**DO THIS:** Could you reproduce every item below line for line, without changing a word, and leave the pictures out?

★ ★ ★ ★ ★

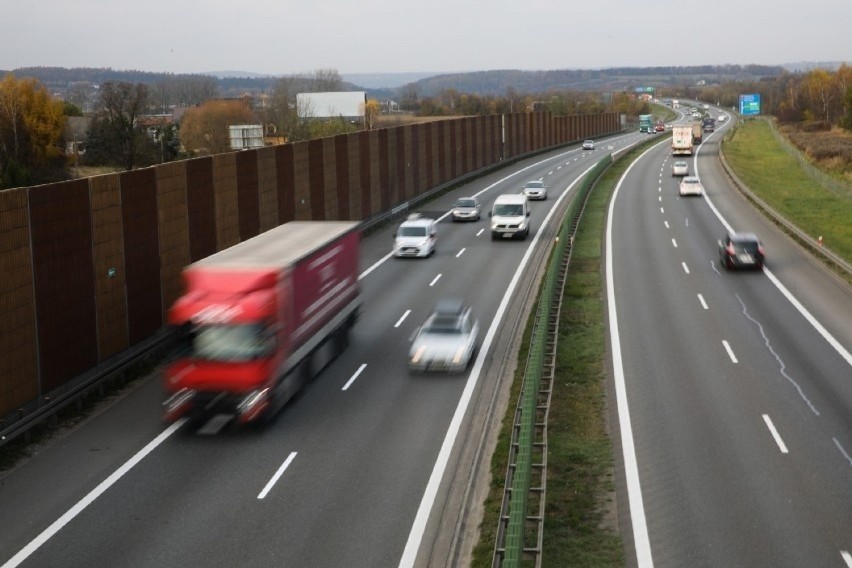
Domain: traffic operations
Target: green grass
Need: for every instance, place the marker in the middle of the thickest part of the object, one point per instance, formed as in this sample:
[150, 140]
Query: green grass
[771, 173]
[579, 527]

★ ★ ★ ★ ★

**REPLY:**
Domain: traffic operations
Target: green grass
Need: for every instance, place the marker in the middle of the thickest part of the object, one point per instance, formed as in this sample:
[150, 140]
Query: green grass
[771, 173]
[579, 527]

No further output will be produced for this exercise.